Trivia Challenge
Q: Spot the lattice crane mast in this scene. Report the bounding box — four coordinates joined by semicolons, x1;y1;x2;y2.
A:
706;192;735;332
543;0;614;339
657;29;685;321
************
## EXERCISE
Every entry should be printed again exactly as it stands.

## SOLUTION FOR THIS PROBLEM
Trivia Challenge
Q: Spot the lattice crane mast in this scene. Report the bounding box — four coordinates joined by semicolons, x1;y1;x2;y2.
A:
706;192;735;332
543;0;614;339
657;29;685;321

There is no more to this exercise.